Data extracts ->
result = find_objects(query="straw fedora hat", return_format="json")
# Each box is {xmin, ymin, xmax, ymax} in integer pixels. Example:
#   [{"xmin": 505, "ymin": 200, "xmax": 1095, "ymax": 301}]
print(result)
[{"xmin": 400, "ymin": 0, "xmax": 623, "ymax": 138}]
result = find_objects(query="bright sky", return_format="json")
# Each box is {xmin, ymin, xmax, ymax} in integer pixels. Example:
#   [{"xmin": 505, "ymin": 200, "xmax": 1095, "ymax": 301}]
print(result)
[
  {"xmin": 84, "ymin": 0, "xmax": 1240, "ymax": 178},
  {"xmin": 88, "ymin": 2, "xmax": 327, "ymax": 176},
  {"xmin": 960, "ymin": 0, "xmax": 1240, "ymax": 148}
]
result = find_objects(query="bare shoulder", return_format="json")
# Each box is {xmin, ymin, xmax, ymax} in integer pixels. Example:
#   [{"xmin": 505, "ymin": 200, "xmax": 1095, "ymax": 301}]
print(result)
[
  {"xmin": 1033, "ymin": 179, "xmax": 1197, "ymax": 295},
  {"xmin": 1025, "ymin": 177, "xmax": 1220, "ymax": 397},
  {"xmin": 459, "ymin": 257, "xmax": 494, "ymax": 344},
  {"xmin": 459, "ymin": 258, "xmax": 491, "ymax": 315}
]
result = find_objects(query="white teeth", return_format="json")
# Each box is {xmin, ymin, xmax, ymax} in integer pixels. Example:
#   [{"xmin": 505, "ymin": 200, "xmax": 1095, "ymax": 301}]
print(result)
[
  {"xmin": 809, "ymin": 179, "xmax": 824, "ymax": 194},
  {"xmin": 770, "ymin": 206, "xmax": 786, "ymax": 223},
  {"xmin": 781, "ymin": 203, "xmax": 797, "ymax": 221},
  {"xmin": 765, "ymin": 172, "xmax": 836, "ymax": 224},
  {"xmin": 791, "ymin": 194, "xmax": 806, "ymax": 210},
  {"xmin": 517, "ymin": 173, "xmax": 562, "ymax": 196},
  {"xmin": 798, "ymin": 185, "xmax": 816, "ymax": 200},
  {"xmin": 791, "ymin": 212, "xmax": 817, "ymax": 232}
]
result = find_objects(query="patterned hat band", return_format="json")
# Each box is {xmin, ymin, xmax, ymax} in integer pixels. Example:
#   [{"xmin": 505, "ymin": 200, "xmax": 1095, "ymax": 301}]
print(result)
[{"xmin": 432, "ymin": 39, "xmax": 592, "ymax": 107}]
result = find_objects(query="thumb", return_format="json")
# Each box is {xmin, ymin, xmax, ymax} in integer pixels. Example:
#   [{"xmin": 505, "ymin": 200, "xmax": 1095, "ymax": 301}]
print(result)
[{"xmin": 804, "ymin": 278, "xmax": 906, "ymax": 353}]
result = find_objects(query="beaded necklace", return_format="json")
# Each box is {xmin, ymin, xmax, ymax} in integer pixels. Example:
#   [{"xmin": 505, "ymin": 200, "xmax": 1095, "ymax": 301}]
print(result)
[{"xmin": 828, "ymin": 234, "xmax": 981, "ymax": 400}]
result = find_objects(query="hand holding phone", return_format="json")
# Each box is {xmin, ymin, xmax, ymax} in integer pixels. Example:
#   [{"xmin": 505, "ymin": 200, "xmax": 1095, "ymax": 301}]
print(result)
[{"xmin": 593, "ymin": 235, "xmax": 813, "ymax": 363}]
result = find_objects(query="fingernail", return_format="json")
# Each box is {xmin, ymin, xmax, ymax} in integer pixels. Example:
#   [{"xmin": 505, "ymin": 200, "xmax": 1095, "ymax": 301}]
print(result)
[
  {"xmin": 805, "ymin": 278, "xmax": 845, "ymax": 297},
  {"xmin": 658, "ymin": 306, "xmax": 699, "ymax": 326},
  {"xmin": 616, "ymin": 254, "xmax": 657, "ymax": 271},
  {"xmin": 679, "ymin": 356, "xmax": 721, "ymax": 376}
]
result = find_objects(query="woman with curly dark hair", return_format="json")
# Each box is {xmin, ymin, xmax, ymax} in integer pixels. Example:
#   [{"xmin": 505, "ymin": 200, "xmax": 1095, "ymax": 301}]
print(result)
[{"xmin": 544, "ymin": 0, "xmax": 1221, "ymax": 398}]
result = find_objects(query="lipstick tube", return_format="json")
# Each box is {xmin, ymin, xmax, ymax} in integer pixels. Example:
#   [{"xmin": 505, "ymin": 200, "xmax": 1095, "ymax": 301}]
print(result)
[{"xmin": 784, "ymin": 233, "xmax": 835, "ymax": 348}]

Task item ->
Reproduce all of the data exactly as given.

Output for this task ->
result = find_objects(query="straw fedora hat", return_format="json")
# Each box is {xmin, ymin, xmax, ymax} in integer pixels. Example:
#   [{"xmin": 505, "ymin": 200, "xmax": 1095, "ymax": 301}]
print(result)
[{"xmin": 400, "ymin": 0, "xmax": 623, "ymax": 138}]
result = find_objects(query="bright sky", return_format="json")
# Each box is {xmin, ymin, xmax, ymax} in integer pixels. Example:
#   [{"xmin": 505, "ymin": 200, "xmax": 1095, "ymax": 301}]
print(result)
[
  {"xmin": 84, "ymin": 0, "xmax": 1240, "ymax": 178},
  {"xmin": 88, "ymin": 2, "xmax": 327, "ymax": 176},
  {"xmin": 960, "ymin": 0, "xmax": 1240, "ymax": 148}
]
result = find_objects(query="bare shoulder", return_format="json")
# Each box is {xmin, ymin, xmax, ymax} in integer pixels. Example:
#   [{"xmin": 505, "ymin": 200, "xmax": 1095, "ymax": 301}]
print(result)
[
  {"xmin": 1033, "ymin": 179, "xmax": 1197, "ymax": 295},
  {"xmin": 1025, "ymin": 177, "xmax": 1220, "ymax": 397},
  {"xmin": 459, "ymin": 257, "xmax": 494, "ymax": 344},
  {"xmin": 459, "ymin": 258, "xmax": 491, "ymax": 315}
]
result = find_objects(query="white teeth", return_format="json")
# Each box is {xmin, ymin, xmax, ymax} in integer pixels. Example:
#   [{"xmin": 505, "ymin": 200, "xmax": 1095, "ymax": 301}]
print(result)
[
  {"xmin": 809, "ymin": 179, "xmax": 824, "ymax": 194},
  {"xmin": 770, "ymin": 206, "xmax": 786, "ymax": 223},
  {"xmin": 781, "ymin": 203, "xmax": 797, "ymax": 221},
  {"xmin": 765, "ymin": 172, "xmax": 836, "ymax": 224},
  {"xmin": 791, "ymin": 194, "xmax": 806, "ymax": 210},
  {"xmin": 517, "ymin": 173, "xmax": 562, "ymax": 196},
  {"xmin": 798, "ymin": 185, "xmax": 816, "ymax": 200},
  {"xmin": 791, "ymin": 212, "xmax": 817, "ymax": 232}
]
result = find_objects(query="patterned hat band", return_format="json")
# Each box is {xmin, ymin, xmax, ymax} in integer pixels. Example:
#   [{"xmin": 505, "ymin": 200, "xmax": 1095, "ymax": 301}]
print(result)
[{"xmin": 432, "ymin": 39, "xmax": 592, "ymax": 107}]
result = find_objects(query="thumb", return_format="json")
# Each box is {xmin, ymin, xmax, ymax} in integer pixels. Example:
#   [{"xmin": 505, "ymin": 200, "xmax": 1095, "ymax": 301}]
print(result)
[{"xmin": 804, "ymin": 278, "xmax": 906, "ymax": 353}]
result = find_objects(query="beaded necklace", return_format="json")
# Each box is {xmin, ymin, xmax, ymax} in integer pixels. Example:
#   [{"xmin": 505, "ymin": 200, "xmax": 1095, "ymax": 301}]
print(result)
[{"xmin": 828, "ymin": 234, "xmax": 981, "ymax": 400}]
result = find_objects(query="hand holding phone", return_format="json")
# Each box is {xmin, ymin, xmax, ymax} in integer pixels. Example:
#   [{"xmin": 505, "ymin": 200, "xmax": 1095, "ymax": 301}]
print(result)
[{"xmin": 593, "ymin": 235, "xmax": 813, "ymax": 363}]
result = find_objects(query="fingernail", return_format="json")
# Each box is {xmin, ymin, xmax, ymax} in integer pixels. Example:
#   [{"xmin": 505, "ymin": 200, "xmax": 1095, "ymax": 301}]
print(result)
[
  {"xmin": 805, "ymin": 278, "xmax": 845, "ymax": 297},
  {"xmin": 658, "ymin": 306, "xmax": 699, "ymax": 326},
  {"xmin": 616, "ymin": 254, "xmax": 657, "ymax": 271},
  {"xmin": 679, "ymin": 356, "xmax": 721, "ymax": 376}
]
result = find_objects(query="woman with curly dark hair", return_format="json")
# Each box is {xmin, ymin, xmax, ymax} in integer pixels. Example:
#   [{"xmin": 505, "ymin": 200, "xmax": 1095, "ymax": 301}]
print(result)
[{"xmin": 544, "ymin": 0, "xmax": 1221, "ymax": 398}]
result = find_objects(query="lipstick tube", return_format="json")
# Each box is {xmin, ymin, xmax, ymax} in integer pixels. Example:
#   [{"xmin": 505, "ymin": 200, "xmax": 1095, "ymax": 301}]
print(result)
[{"xmin": 784, "ymin": 233, "xmax": 835, "ymax": 348}]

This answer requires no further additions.